Your task is to repeat all of the data exactly while excluding the pictures.

• • • • • • •

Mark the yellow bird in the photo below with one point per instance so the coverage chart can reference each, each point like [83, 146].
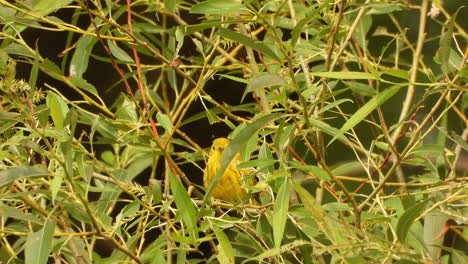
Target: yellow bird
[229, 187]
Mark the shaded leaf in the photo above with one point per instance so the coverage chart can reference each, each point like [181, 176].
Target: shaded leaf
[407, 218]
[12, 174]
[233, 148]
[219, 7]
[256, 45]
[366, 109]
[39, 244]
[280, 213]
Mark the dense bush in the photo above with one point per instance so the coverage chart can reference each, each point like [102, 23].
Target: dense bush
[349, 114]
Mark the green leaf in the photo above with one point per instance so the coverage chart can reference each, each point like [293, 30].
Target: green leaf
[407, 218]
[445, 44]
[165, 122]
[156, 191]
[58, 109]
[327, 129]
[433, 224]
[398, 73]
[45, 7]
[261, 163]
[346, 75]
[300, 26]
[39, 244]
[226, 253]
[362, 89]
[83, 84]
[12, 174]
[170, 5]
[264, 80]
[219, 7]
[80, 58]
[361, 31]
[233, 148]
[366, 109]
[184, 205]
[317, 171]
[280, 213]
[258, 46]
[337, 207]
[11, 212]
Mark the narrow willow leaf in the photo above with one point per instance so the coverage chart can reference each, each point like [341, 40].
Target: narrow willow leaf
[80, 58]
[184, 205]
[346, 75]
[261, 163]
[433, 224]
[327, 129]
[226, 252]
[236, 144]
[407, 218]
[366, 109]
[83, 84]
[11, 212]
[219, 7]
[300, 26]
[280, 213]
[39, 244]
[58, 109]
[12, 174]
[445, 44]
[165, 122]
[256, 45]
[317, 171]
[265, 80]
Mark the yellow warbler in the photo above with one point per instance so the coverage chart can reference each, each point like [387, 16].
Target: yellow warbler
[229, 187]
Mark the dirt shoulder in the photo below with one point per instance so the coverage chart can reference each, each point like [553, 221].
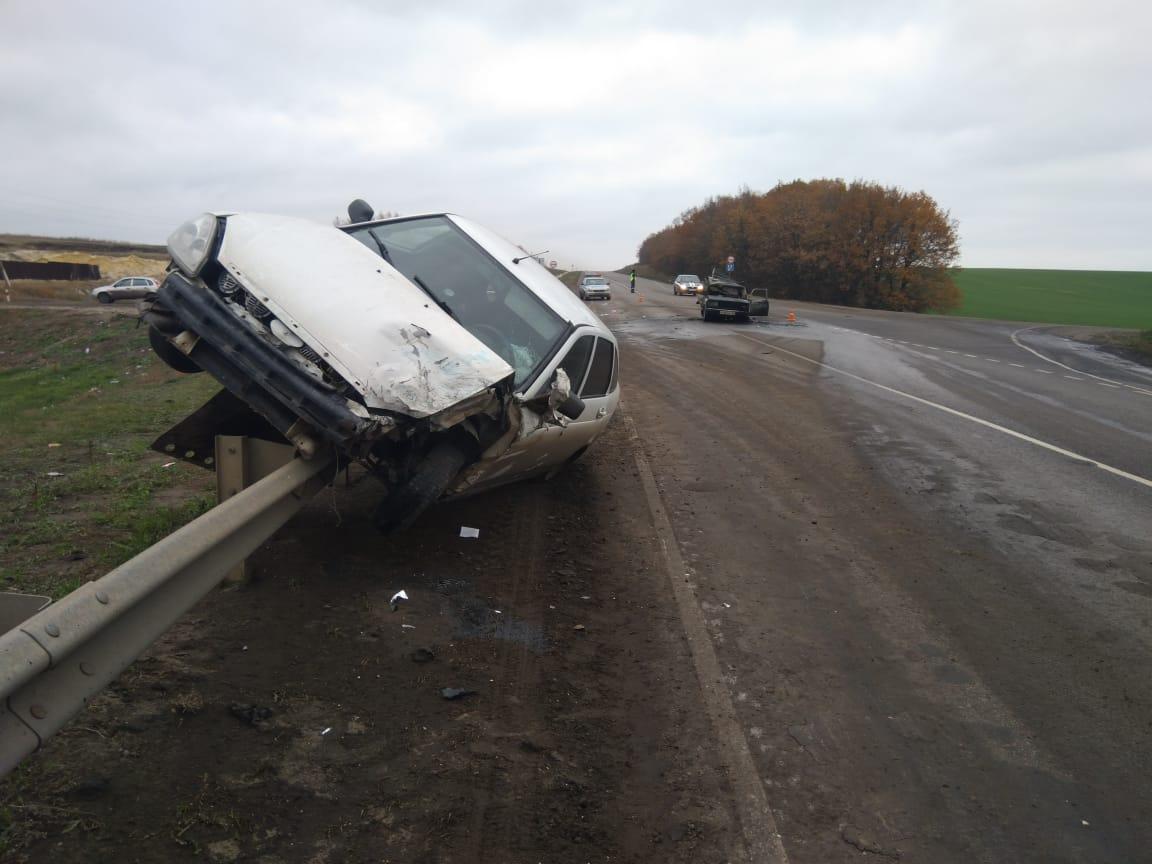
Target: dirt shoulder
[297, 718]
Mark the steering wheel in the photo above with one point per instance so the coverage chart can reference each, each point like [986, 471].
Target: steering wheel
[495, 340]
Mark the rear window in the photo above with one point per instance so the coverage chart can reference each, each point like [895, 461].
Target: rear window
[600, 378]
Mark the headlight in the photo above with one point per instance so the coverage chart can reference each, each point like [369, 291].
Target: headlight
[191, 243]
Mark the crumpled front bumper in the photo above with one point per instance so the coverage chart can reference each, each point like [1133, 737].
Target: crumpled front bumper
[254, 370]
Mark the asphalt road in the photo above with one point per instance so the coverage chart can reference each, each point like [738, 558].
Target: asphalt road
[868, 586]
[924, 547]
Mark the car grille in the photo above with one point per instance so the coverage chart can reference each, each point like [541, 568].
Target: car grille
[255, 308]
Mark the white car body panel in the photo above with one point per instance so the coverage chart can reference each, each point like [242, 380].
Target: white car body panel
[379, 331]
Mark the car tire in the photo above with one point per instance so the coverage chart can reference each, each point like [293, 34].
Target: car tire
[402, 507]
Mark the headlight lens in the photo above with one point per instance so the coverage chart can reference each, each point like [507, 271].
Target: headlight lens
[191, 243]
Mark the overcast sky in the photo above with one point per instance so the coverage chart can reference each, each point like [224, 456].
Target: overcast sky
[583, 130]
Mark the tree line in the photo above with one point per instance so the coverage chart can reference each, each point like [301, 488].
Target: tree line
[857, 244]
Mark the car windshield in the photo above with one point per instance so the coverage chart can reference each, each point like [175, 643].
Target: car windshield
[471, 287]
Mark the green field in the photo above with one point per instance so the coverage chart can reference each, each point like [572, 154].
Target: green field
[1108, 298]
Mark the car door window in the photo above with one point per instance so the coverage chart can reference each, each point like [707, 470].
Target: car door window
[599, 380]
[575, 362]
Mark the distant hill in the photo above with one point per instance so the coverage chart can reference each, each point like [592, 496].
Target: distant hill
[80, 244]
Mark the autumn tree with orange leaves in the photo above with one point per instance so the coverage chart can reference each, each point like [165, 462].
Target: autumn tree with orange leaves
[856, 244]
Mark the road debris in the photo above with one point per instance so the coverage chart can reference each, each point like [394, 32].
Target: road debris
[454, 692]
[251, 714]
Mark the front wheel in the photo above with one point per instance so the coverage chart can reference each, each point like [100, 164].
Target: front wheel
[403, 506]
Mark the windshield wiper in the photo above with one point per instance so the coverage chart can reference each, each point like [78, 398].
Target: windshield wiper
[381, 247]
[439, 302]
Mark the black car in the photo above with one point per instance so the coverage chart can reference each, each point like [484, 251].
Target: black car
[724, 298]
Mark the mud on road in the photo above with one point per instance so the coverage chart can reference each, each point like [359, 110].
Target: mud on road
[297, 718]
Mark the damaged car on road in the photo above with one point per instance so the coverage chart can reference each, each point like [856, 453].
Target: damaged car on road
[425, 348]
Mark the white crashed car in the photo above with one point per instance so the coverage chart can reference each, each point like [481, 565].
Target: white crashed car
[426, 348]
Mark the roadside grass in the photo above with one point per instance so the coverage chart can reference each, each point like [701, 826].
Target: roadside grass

• • • • • • •

Exercise answer>
Mark the yellow bird in the photo below with one point per instance so the coverage chart can reference each, each point like [83, 146].
Target: yellow bird
[229, 187]
Mark the shaded leaf in the photo above with one point per instance so the coverage chart can reference each, each point like [181, 176].
Target: shaded leaf
[407, 218]
[12, 174]
[233, 148]
[219, 7]
[256, 45]
[366, 109]
[39, 244]
[280, 213]
Mark the dense bush in the photo above with one point per instance so the coverage chart can reference each, each point like [102, 23].
Target: dense bush
[349, 114]
Mark the green leaf in the photo above with one point per instance so the coverage chart can reference each, each point like [293, 30].
Target: green leaf
[407, 218]
[445, 44]
[165, 122]
[156, 191]
[58, 109]
[327, 129]
[433, 224]
[398, 73]
[45, 7]
[261, 163]
[346, 75]
[300, 26]
[39, 244]
[226, 253]
[362, 89]
[83, 84]
[12, 174]
[170, 5]
[264, 80]
[219, 7]
[80, 58]
[361, 31]
[233, 148]
[366, 109]
[184, 205]
[317, 171]
[280, 213]
[258, 46]
[337, 207]
[11, 212]
Mark the narrow willow leaf in the photo above with one point per instance so the coverage chart can reference each, each point like [341, 40].
Target: narrow willow leaf
[80, 58]
[184, 205]
[346, 75]
[261, 163]
[433, 224]
[327, 129]
[226, 252]
[236, 144]
[407, 218]
[366, 109]
[83, 84]
[11, 212]
[219, 7]
[300, 26]
[280, 213]
[39, 244]
[58, 109]
[12, 174]
[445, 44]
[165, 122]
[256, 45]
[317, 171]
[265, 80]
Mark the yellow warbler in the photo above with one point per instance so the coverage chart can reference each, each point like [387, 16].
Target: yellow warbler
[229, 187]
Mark the dirt shoulder in the photo below with one point per instance so the coverage chart can reference each, each point like [553, 221].
Target: dirt shoulder
[297, 718]
Mark the steering wheel in the photo above with one point per instance so the coverage chart can reference each, each point like [986, 471].
Target: steering wheel
[495, 340]
Mark the rear window in the photo above with one point per instance so the coverage chart can reference each, each point like [895, 461].
Target: rear window
[600, 378]
Mark the headlight in the photo above with one point per instance so the coverage chart can reference each, each point like [369, 291].
Target: headlight
[191, 243]
Mark the crumpled front bumper in the photo above with one point per instance so the coverage chart can reference each, each point like [1133, 737].
Target: crumpled front bumper
[254, 370]
Mark the asphalt road in the photo above with one point per instance so the coverage chart can reference each, each point like [738, 558].
Target: asphalt road
[868, 586]
[924, 547]
Mark the car grille in the photo above with one point per instance so the coverage chart can reference each, each point like [541, 568].
Target: car grille
[255, 308]
Mark the white car body panel in the photo above with one point per instance so the coverage chart can reference each, each point like [242, 380].
Target: white car body panel
[379, 331]
Mark the car tire in the photo above with one point per instance so the coverage chart can reference each, each point like [293, 34].
Target: car tire
[402, 507]
Mark the headlight lens in the photo above with one point per instance so the coverage chart can reference each, each point like [507, 271].
Target: headlight lens
[191, 243]
Mark the overcast sky in the photo above with one point per instance so the coverage chart can reference each, each point like [224, 456].
Target: overcast sky
[583, 130]
Mark the tree line in the photo above with one point per instance so the coverage chart can reference each, each point like [301, 488].
Target: tree line
[857, 244]
Mark the car windshield in the photo above with one point per instance so the coverage chart can reference each, each point like [175, 643].
Target: car windshield
[471, 287]
Mark the green field in the photo above with one point per instance so the coverage chart can reference each, each point like [572, 154].
Target: green field
[1108, 298]
Mark the car door window in the photo above with one point per instance so the coverage chart can reference each, each point like [707, 470].
Target: car door window
[599, 380]
[575, 362]
Mark the distant hill in the photo above with one point per instance so the coverage chart can reference each, each point like [592, 496].
Target: distant hill
[80, 244]
Mark the autumn tree with orange leaves in the photo above with one point per instance so the coverage chart can reference each, each point like [165, 462].
Target: autumn tree with orange leaves
[856, 244]
Mark the road debris in the photo above with one point per instance so the coverage chart can reference each, each point like [394, 32].
Target: road debris
[454, 692]
[251, 714]
Mark the front wheel in the photo above with one point per instance so the coverage chart can reference each, each point like [100, 164].
Target: front wheel
[403, 506]
Mark the windshield wiper in the photo above with one point per instance so the coverage chart can reference each, each point like [78, 398].
Target: windshield wiper
[381, 247]
[439, 302]
Mark the black car in the photo above with one point per instance so the coverage chart can reference each, each point like [484, 251].
Target: black car
[724, 298]
Mark the mud on road in the photo above with one point per instance so the coverage chart can reference each, each point like [359, 110].
Target: mud on road
[297, 718]
Mark the damaged car on road in the photo above with one point per instance so the coverage chart can reference each, each point like [856, 453].
Target: damaged car on road
[425, 348]
Mark the white crashed car in the photo above with one point per instance so the coverage chart can reference each, each point like [481, 565].
Target: white crashed car
[426, 348]
Mark the roadside grass in the photo above with one point per instance so the coverage chart can reference each, each point like [701, 826].
Target: roadside grass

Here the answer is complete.